▶ [DATASET CONTENT]:
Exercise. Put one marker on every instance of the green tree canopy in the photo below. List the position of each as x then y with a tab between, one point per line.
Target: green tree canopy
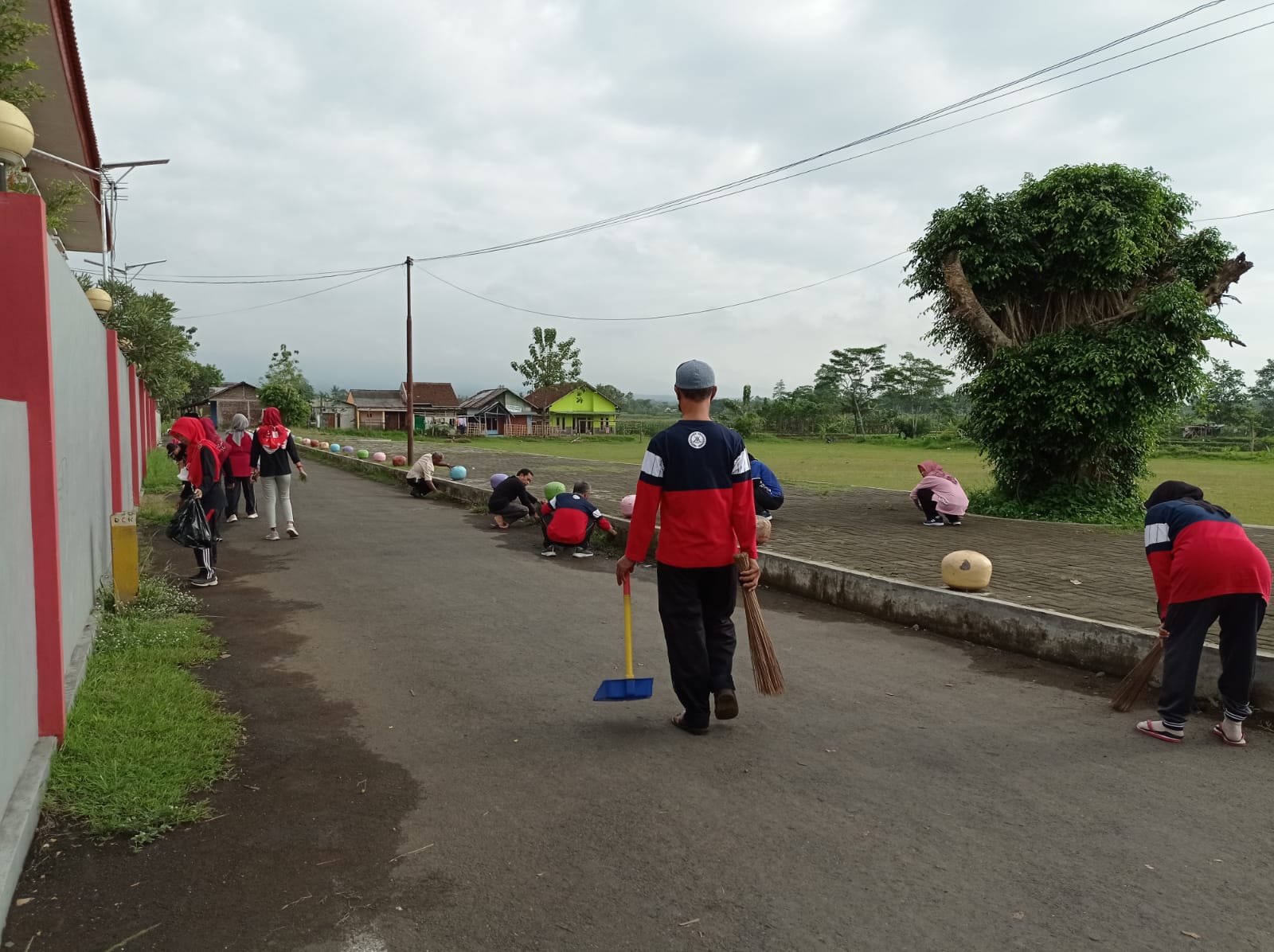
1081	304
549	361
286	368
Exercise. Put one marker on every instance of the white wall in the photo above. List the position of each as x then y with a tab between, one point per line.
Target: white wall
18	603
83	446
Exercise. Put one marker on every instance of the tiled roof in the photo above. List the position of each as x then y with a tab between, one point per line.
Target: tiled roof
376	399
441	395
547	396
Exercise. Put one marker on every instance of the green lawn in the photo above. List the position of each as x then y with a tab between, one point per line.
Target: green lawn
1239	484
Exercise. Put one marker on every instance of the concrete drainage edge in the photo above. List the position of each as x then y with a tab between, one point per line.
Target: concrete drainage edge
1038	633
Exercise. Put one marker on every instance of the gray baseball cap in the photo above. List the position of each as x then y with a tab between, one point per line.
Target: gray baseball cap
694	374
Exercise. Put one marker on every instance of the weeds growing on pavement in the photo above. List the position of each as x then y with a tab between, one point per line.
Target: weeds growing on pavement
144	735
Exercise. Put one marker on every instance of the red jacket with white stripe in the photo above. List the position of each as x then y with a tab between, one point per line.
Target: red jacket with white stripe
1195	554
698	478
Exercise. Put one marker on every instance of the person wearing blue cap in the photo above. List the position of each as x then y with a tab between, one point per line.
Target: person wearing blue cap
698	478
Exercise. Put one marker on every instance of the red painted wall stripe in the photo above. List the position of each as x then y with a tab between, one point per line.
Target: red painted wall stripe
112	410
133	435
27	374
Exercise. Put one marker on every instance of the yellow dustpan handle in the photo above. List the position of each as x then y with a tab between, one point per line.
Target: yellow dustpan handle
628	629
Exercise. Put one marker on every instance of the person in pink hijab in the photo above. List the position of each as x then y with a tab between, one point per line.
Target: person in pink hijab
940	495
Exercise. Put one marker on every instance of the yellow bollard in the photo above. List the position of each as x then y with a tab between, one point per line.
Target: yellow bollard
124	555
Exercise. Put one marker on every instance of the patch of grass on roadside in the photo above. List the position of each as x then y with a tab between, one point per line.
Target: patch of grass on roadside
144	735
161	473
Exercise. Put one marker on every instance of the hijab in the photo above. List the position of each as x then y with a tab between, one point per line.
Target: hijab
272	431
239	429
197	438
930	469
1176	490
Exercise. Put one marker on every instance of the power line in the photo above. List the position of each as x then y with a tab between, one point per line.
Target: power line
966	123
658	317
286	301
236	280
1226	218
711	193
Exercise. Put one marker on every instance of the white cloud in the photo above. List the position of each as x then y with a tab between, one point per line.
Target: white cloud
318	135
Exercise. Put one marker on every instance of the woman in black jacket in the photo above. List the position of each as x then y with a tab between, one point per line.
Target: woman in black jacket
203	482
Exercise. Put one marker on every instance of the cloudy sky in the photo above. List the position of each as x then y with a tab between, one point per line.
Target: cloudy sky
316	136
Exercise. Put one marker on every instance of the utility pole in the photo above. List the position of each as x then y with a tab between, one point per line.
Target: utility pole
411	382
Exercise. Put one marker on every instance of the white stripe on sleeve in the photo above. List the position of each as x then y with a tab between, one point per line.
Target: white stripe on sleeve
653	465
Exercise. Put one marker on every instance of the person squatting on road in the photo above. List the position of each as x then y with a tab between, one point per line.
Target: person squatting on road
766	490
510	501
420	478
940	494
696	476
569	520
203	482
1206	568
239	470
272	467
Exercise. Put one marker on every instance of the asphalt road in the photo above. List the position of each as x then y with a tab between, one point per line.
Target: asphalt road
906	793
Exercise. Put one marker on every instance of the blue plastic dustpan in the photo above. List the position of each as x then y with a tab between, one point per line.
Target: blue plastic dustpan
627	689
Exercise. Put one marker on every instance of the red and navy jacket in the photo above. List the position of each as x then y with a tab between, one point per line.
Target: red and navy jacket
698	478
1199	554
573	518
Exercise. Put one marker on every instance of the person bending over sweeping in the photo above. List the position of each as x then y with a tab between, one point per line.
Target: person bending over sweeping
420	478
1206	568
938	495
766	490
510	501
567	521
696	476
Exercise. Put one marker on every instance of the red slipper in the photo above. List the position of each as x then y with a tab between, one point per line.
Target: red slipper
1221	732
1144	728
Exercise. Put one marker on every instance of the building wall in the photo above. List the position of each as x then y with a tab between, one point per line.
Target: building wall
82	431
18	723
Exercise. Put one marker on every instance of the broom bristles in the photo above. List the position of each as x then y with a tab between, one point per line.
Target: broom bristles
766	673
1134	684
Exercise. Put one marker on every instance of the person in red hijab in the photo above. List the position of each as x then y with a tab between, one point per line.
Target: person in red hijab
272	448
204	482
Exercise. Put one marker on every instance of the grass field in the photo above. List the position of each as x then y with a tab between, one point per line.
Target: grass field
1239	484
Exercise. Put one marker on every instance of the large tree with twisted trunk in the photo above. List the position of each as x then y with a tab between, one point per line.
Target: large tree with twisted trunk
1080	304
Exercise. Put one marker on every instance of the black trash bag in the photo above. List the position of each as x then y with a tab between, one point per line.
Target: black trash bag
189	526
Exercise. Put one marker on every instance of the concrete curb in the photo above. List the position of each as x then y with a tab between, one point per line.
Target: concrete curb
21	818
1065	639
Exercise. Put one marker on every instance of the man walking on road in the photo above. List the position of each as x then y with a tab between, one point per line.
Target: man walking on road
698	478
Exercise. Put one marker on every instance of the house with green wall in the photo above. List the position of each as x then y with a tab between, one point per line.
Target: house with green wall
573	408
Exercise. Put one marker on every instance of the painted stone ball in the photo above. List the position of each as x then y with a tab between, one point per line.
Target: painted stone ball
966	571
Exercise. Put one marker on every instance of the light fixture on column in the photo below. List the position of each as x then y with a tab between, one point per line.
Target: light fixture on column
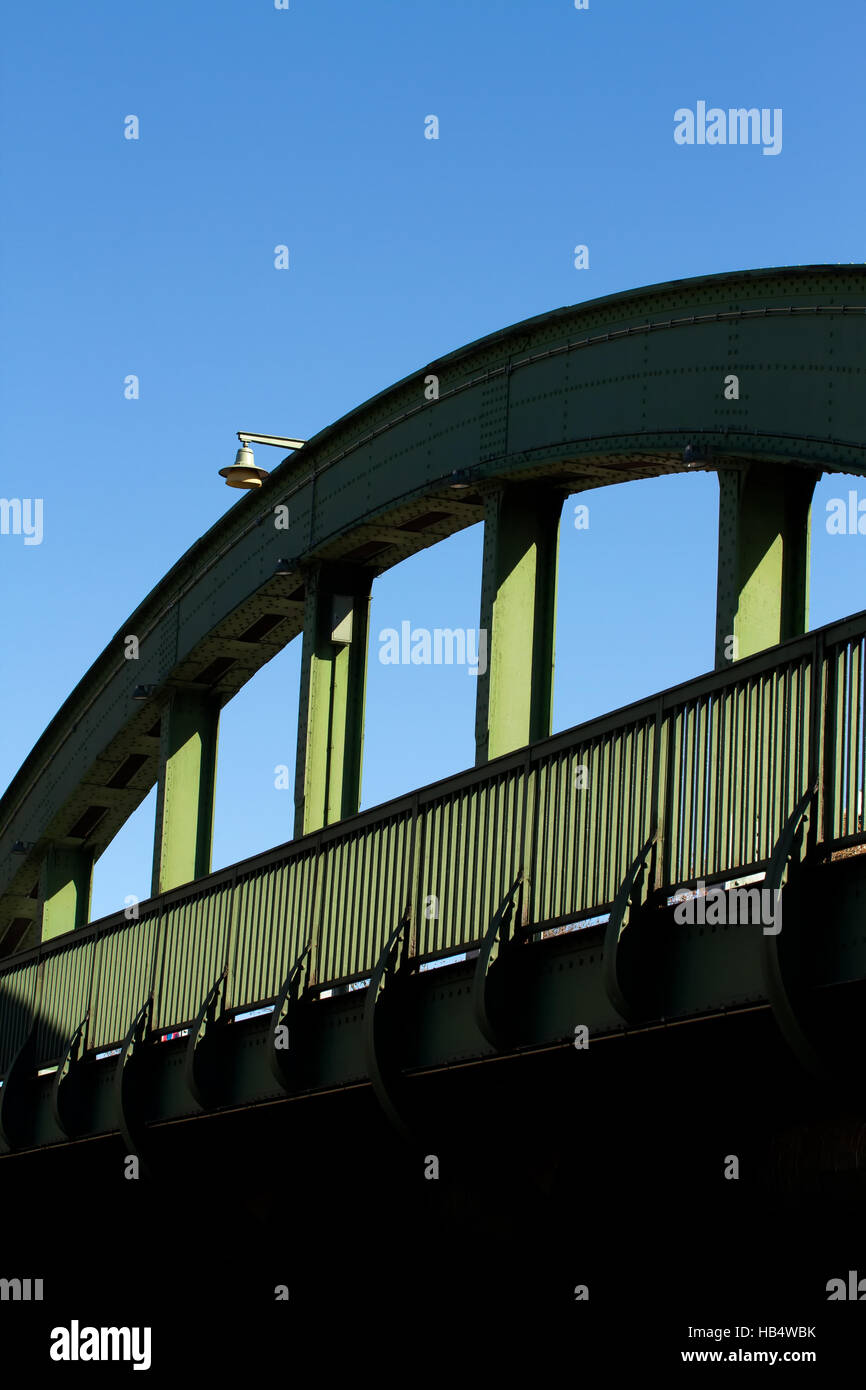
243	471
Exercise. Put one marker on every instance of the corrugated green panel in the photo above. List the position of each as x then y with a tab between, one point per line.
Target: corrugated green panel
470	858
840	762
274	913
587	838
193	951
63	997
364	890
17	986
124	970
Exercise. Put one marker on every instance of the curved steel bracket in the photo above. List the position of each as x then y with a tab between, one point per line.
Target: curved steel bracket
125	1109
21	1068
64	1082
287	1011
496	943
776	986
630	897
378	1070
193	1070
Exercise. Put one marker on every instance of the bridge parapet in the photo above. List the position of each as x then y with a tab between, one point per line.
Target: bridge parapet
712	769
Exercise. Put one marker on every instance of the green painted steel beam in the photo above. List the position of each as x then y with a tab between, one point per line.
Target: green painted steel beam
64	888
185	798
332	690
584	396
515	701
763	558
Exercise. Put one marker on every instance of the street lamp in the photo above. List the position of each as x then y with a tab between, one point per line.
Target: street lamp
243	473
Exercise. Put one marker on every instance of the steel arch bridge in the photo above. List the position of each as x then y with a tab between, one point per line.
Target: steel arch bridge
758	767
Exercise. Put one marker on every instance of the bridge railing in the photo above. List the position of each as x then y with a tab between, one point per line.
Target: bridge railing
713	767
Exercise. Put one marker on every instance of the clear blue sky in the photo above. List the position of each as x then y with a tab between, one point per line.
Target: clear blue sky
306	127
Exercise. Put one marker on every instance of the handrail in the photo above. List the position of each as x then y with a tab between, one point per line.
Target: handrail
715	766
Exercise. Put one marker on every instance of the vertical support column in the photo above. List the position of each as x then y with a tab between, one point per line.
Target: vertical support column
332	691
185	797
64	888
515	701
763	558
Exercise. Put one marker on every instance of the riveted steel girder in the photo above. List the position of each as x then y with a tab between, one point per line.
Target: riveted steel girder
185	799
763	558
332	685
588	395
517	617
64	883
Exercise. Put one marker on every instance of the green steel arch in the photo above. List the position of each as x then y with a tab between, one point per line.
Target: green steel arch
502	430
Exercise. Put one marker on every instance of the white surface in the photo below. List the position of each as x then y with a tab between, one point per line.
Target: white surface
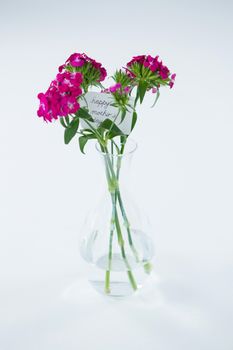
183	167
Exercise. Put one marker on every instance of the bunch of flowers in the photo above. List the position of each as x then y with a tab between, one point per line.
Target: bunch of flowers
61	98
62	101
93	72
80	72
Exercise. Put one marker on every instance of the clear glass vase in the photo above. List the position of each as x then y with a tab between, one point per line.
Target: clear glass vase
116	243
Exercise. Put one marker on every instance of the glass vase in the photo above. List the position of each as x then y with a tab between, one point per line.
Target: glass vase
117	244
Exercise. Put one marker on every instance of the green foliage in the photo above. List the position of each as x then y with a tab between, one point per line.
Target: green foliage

▶ [WHAT IS REQUIRED]:
Can you copy out every line of the items, starting at the line containing "Exercise. Put one marker on every instance of the bunch" and ending with the last item above, with the requests unchanged and 21 added to each x and y coordinate in the answers?

▶ [RIGHT ANSWER]:
Exercise. Put one marker on every instance of the bunch of flowers in the photo above. List the position of each as x then y with a tab between, one point per line.
Target: bunch of flowers
82	119
83	122
114	93
101	93
Exercise. Put one marker on every instance of the clear glass vase in the photo above. List the position of each as x then y with a tab between, one point per line.
Target: clear glass vase
137	264
Exercise. Put one marker on every instance of the glass vase in the photo above. List the position of each as x then y with a tab between, one point per line.
Target: glass vase
138	265
Exercise. Put one marker on every instance of the green foliage in the photo above. List the position of each as x then y with a tab between, one point per line.
Target: green foliage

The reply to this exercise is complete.